Requirement
Copy exactly, please, each line of the data below until the line that contains "# test: locate() returns one point per instance of the shag" has been copied, beginning at the top.

Records shown
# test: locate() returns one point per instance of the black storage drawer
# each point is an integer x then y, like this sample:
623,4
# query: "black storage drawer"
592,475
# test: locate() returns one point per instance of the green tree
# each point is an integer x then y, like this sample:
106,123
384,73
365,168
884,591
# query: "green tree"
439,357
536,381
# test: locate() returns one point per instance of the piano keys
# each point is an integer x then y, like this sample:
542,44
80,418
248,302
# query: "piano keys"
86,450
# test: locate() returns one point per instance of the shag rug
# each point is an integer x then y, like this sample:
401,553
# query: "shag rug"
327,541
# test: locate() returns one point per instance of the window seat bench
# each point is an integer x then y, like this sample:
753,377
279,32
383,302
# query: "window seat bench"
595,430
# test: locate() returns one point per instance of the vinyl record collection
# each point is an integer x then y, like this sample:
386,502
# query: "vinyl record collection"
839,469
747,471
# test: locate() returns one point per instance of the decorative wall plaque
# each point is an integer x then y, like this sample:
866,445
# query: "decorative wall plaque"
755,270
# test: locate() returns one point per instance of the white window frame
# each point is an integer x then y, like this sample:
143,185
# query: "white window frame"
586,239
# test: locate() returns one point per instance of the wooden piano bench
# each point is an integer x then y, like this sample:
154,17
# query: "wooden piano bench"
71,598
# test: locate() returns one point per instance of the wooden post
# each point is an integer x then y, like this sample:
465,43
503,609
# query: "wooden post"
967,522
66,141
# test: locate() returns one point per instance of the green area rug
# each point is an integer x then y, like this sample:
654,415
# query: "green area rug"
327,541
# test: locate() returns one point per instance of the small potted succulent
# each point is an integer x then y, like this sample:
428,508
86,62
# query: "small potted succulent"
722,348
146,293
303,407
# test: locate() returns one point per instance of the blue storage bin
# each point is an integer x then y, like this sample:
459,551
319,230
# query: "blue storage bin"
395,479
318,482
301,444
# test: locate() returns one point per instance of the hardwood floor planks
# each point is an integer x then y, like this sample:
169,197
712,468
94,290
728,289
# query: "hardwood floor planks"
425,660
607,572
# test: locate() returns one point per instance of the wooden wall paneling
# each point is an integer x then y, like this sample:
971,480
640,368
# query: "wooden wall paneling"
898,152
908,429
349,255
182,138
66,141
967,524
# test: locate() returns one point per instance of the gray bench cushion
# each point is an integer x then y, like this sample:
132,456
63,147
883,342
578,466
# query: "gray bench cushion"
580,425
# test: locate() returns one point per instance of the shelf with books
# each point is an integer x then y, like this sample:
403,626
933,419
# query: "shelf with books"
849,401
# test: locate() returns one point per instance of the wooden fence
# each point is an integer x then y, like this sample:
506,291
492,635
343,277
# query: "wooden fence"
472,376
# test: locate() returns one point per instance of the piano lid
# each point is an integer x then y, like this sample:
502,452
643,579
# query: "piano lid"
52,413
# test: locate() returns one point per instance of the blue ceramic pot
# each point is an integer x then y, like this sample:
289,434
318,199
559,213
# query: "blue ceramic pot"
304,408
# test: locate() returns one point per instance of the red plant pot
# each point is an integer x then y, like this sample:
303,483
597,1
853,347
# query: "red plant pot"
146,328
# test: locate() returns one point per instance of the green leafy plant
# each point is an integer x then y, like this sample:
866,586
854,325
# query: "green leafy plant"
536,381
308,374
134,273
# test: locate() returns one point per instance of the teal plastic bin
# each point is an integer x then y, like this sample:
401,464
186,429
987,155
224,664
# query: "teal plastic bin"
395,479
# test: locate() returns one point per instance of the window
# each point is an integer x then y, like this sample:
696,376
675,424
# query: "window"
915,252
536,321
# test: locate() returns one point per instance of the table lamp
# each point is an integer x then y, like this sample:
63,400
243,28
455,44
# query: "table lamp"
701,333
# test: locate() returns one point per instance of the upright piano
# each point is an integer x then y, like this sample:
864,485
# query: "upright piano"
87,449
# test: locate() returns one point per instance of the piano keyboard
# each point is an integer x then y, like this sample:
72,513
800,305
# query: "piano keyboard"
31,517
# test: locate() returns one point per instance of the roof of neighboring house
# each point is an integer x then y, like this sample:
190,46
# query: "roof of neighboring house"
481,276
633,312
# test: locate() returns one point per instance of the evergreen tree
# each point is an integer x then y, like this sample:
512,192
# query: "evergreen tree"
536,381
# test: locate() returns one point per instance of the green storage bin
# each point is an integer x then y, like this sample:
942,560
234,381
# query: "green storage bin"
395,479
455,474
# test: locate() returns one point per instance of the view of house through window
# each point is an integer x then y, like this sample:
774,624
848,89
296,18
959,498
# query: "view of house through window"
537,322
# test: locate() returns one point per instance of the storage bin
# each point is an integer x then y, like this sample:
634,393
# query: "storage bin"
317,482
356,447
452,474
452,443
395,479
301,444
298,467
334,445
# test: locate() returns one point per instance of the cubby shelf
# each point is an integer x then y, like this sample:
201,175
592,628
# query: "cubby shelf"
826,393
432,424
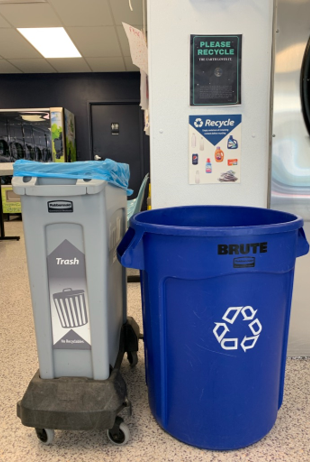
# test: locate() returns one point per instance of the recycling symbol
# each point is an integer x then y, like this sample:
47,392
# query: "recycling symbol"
198,123
232,314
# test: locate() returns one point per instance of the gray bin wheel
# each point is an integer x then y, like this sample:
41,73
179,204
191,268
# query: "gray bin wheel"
132,357
119,434
45,435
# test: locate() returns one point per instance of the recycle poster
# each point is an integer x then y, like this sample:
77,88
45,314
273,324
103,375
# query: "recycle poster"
215,70
214,149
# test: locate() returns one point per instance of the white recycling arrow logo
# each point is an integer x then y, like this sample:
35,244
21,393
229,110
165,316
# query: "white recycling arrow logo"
221,329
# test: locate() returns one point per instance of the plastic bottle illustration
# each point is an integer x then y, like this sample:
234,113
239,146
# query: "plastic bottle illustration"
202,145
208,166
232,143
219,154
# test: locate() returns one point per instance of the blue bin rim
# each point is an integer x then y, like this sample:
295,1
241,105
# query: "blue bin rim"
284,222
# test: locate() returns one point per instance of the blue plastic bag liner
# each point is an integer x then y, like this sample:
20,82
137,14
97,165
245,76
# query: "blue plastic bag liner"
113,172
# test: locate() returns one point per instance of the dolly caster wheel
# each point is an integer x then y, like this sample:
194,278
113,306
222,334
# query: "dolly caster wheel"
132,357
45,435
119,434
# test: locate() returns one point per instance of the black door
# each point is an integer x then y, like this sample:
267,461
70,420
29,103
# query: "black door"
117,134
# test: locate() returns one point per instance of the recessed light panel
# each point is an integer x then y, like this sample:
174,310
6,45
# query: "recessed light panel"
16,2
51,42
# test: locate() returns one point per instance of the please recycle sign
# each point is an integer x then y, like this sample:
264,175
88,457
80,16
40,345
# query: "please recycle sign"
238,314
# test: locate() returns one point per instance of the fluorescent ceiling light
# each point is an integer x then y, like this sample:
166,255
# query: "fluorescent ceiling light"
51,42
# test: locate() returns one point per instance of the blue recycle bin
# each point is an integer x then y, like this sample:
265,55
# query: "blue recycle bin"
216,287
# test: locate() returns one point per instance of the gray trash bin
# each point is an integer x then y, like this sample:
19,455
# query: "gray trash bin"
78,288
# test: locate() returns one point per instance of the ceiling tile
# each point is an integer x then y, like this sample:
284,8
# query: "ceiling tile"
32,66
3,22
122,12
69,65
8,68
106,64
30,15
95,42
14,46
83,13
130,66
124,40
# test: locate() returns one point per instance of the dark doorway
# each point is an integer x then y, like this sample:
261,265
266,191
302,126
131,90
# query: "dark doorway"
117,133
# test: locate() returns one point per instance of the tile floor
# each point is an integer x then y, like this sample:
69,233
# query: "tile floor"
288,441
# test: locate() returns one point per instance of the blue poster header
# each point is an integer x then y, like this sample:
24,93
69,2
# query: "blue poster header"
215,127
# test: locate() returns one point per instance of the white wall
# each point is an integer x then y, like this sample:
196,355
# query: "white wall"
170,23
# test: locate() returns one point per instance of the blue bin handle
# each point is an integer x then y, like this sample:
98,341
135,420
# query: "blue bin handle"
302,243
130,250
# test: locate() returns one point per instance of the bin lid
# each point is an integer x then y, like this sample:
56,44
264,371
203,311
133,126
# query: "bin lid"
215,220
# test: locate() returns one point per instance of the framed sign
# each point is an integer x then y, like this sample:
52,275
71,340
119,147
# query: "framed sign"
215,70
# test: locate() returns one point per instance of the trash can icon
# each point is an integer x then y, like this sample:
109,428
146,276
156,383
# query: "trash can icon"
71,308
216,286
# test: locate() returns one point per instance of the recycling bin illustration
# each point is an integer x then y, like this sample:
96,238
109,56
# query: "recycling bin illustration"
216,286
78,288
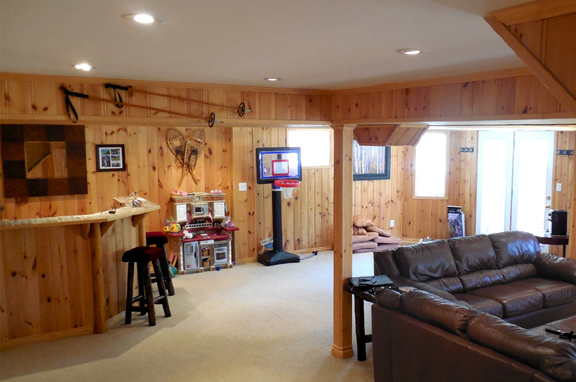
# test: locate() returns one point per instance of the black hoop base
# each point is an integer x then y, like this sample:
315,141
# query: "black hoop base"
275,258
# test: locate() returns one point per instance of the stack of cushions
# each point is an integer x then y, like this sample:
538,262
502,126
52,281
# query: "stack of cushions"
367,237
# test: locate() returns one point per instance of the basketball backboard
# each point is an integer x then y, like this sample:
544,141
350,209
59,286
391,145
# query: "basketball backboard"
277,163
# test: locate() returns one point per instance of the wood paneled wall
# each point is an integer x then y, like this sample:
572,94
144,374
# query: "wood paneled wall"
307,218
46,283
501,95
33,98
229,155
383,200
150,170
427,217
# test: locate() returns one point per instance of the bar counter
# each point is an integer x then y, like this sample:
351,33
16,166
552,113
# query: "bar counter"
63,276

Answer box
# test: locate() returns one point per instance of the black storage drawer
# each point is an integer x then y, like this sample:
623,4
# query: "black storage drawer"
592,475
# test: locate() returns one point per instance of the green tree
# each point is an integer x then y, like this sample:
106,123
384,73
365,168
884,591
# query: "green tree"
439,357
536,381
# test: locate() returns one point per instance of the piano keys
# each point is an integer x then y, like this sample:
542,44
80,418
248,302
# query: "piano keys"
86,450
# test: locate() returns one point per instance of the shag rug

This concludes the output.